[Stored items from a collection]
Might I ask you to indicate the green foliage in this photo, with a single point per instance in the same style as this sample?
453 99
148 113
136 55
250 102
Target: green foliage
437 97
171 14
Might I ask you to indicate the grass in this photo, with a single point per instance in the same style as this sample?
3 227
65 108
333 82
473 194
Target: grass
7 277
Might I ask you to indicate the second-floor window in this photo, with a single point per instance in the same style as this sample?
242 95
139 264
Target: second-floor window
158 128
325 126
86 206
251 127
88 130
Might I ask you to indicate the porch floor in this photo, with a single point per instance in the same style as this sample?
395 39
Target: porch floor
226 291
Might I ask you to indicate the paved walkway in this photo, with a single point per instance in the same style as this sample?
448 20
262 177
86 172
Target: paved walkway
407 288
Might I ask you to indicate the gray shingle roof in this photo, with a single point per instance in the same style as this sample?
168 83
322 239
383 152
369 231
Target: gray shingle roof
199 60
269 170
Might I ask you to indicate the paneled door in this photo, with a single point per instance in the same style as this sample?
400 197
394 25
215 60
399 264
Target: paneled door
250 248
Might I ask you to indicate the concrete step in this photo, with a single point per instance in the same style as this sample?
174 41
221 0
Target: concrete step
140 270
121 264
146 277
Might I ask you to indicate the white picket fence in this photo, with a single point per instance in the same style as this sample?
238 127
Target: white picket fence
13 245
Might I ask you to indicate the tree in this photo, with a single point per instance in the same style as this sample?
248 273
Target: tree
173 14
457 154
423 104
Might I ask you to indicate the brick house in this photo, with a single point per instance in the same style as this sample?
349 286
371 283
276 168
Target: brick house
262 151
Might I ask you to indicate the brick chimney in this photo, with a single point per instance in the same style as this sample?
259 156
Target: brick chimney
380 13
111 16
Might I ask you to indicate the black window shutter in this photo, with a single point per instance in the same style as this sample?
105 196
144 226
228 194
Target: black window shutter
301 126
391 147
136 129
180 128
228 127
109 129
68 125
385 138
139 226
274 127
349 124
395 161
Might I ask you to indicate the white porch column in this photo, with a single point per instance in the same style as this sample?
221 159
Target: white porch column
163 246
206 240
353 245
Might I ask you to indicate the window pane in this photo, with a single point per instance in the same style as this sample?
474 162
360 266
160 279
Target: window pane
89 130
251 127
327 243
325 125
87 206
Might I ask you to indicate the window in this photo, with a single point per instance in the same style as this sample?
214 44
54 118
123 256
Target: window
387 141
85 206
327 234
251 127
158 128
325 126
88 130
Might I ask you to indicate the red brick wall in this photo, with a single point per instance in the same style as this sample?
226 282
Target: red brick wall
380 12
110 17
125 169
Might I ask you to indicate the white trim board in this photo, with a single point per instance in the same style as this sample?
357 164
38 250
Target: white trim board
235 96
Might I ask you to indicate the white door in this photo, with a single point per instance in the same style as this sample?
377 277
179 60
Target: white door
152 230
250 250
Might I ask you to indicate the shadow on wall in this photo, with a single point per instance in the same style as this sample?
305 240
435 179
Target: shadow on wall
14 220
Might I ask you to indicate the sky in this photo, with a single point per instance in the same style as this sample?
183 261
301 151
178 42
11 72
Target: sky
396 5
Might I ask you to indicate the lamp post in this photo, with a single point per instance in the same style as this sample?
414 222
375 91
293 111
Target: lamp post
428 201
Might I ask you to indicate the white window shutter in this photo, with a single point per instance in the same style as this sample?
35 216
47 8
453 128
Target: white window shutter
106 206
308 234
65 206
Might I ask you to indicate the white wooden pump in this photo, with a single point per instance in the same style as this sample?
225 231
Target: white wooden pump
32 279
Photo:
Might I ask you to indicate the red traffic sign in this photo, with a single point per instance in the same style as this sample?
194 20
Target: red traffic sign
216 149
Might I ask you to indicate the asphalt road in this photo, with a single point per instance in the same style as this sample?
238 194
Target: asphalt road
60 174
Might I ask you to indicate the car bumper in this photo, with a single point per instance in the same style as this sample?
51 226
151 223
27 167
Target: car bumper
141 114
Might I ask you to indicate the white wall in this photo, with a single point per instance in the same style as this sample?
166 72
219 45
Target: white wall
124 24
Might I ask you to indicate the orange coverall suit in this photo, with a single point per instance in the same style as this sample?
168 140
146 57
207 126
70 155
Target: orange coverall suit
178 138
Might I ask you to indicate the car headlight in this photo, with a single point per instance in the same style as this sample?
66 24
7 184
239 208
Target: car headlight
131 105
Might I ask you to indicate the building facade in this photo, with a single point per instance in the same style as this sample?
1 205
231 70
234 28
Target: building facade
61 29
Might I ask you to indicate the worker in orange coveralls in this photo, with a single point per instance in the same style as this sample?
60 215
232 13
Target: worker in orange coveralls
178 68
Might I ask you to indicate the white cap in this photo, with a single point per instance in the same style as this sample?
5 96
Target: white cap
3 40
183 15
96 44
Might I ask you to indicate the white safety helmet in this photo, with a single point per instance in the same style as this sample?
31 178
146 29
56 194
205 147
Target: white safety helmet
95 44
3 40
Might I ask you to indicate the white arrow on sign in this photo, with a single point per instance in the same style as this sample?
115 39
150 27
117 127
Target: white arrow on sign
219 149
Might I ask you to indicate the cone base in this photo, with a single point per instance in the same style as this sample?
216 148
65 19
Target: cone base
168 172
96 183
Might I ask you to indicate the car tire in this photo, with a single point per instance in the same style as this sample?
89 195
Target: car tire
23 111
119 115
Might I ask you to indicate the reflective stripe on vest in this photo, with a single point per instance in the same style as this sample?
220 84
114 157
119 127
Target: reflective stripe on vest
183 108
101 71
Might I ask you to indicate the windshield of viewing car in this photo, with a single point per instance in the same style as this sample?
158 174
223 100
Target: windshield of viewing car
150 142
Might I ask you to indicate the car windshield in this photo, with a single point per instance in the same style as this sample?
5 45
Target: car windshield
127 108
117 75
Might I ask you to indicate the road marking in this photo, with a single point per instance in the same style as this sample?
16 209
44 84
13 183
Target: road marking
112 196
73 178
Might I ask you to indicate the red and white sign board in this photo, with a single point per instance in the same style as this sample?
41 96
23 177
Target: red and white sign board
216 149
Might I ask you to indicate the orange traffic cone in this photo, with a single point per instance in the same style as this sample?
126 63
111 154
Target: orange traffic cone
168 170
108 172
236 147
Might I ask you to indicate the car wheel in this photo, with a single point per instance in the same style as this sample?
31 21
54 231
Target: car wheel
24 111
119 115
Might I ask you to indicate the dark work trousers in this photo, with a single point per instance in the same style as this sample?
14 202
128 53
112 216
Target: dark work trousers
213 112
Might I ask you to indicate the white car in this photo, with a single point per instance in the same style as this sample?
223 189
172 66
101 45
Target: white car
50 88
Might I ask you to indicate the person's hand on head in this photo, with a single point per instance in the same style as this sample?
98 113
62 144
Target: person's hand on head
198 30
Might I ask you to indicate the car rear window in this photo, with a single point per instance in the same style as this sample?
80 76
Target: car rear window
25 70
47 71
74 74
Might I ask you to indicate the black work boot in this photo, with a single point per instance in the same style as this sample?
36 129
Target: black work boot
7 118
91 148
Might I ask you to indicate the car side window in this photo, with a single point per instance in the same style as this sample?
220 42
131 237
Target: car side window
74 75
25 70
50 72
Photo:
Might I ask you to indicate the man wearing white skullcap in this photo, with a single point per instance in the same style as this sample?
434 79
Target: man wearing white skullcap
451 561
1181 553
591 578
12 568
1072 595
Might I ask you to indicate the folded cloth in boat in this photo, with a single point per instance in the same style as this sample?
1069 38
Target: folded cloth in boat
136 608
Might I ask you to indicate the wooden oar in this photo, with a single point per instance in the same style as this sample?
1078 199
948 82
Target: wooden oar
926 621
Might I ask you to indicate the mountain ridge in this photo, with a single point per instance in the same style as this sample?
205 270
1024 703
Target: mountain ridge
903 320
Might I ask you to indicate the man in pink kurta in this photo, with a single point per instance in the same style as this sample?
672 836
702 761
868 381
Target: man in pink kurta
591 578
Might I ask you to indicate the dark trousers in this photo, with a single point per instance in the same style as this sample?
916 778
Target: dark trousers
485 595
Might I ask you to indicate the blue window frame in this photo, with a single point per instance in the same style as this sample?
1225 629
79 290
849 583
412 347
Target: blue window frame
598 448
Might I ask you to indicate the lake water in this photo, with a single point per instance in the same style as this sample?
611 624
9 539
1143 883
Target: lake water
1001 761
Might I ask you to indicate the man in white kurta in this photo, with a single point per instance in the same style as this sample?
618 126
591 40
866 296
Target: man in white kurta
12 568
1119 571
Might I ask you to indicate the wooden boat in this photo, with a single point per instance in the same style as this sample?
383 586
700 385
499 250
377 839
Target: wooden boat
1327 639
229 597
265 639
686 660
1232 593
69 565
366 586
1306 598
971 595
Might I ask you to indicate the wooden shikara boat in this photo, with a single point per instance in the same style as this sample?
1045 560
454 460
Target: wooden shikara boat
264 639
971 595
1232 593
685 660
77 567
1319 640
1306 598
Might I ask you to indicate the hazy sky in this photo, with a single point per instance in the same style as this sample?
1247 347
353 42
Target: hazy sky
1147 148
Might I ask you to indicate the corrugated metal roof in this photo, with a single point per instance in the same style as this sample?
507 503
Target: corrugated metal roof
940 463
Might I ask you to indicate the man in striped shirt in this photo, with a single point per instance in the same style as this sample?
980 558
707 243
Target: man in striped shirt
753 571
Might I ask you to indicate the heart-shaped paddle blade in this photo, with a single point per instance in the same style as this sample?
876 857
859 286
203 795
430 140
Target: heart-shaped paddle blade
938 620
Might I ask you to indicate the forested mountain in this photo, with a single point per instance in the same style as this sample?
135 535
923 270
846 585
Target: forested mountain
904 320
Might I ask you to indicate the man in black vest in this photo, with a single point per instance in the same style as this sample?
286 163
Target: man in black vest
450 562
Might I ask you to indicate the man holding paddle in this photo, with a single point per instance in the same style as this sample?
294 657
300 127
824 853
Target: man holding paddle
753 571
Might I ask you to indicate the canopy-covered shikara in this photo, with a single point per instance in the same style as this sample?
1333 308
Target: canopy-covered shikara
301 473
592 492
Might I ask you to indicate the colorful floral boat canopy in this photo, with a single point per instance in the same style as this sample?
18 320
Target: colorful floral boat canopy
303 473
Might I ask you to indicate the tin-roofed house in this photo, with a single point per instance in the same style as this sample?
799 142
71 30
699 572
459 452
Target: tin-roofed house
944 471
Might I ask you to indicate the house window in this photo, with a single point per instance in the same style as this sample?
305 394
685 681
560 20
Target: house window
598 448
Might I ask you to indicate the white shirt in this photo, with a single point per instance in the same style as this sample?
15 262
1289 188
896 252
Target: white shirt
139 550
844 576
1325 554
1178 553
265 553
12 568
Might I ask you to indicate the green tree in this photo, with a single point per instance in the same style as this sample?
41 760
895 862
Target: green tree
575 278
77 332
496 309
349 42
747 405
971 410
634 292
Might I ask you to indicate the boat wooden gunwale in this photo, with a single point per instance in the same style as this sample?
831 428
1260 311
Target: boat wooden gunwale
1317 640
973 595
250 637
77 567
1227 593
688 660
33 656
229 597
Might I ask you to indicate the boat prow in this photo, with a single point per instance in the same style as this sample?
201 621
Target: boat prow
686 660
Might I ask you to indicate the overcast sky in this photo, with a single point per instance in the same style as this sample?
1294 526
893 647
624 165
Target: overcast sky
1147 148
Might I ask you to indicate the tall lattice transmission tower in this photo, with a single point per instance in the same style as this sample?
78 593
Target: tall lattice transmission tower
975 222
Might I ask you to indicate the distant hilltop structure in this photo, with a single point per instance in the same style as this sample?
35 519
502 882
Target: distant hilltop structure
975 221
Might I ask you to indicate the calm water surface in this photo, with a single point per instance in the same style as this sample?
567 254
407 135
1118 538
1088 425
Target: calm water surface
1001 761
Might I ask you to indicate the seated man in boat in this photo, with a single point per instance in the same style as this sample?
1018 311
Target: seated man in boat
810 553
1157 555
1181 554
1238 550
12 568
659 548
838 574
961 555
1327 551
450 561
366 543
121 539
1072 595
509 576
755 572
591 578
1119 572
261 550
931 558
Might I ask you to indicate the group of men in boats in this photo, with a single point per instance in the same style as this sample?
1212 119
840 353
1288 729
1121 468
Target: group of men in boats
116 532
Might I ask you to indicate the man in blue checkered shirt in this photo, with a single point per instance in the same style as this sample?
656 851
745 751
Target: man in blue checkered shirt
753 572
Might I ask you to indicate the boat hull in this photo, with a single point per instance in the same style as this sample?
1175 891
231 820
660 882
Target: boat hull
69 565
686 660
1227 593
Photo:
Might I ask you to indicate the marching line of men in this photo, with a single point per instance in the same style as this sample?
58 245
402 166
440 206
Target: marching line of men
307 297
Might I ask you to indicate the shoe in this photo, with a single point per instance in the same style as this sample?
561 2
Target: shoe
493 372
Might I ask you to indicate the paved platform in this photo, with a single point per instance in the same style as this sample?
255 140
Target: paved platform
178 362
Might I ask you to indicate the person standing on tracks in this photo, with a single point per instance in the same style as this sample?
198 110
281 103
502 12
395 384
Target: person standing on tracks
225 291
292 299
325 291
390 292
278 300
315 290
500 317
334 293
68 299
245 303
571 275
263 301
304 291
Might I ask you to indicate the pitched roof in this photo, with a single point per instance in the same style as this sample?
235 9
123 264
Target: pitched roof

- Goal -
Reproduce, exactly and with nothing added, the lines from the one that includes "Might I ask you to indicate the group" through the last line of the material.

- The reply -
Might I ask you to indicate the group of men in boats in this photo, with a single point per instance in the same style as this sample?
1212 119
840 353
1288 729
1121 468
Target: group of men in boats
116 532
Might I ask you to indicate the man in blue checkered shirt in this photo, with a single point per instance in the same style as this sample?
656 851
745 751
Target: man in blue checkered shirt
753 572
Might I ask you to indicate the boat hull in this photo, with a single point per instance in the same style as this sample?
1175 891
231 820
660 882
Target: boat hull
69 565
686 660
1227 593
Photo:
Might I ask you to indicate the marching line of men in this photo, with a single point per instance in the same style as this sample?
58 245
402 166
440 206
Target: marching line of men
307 297
Might I ask you to indicate the shoe in this photo, with a single point per instance in the same style as this sample?
561 2
Target: shoe
493 372
Might I ask you to indicate the paved platform in this photo, with a single point per instance in the same style as this sample?
255 140
Target: paved platform
178 362
Might I ask you to indicate the person standing on tracks in this photo, with a single point per instance in the same style as this sample?
198 110
281 103
502 12
395 384
Target: person standing on tracks
225 291
292 299
325 291
390 292
278 300
315 290
500 317
334 293
68 299
245 303
571 275
263 301
304 291
Might I ask you to indicate the pitched roof in this photo, with a single point per instance in the same style as this sample?
235 9
123 264
Target: pitched roof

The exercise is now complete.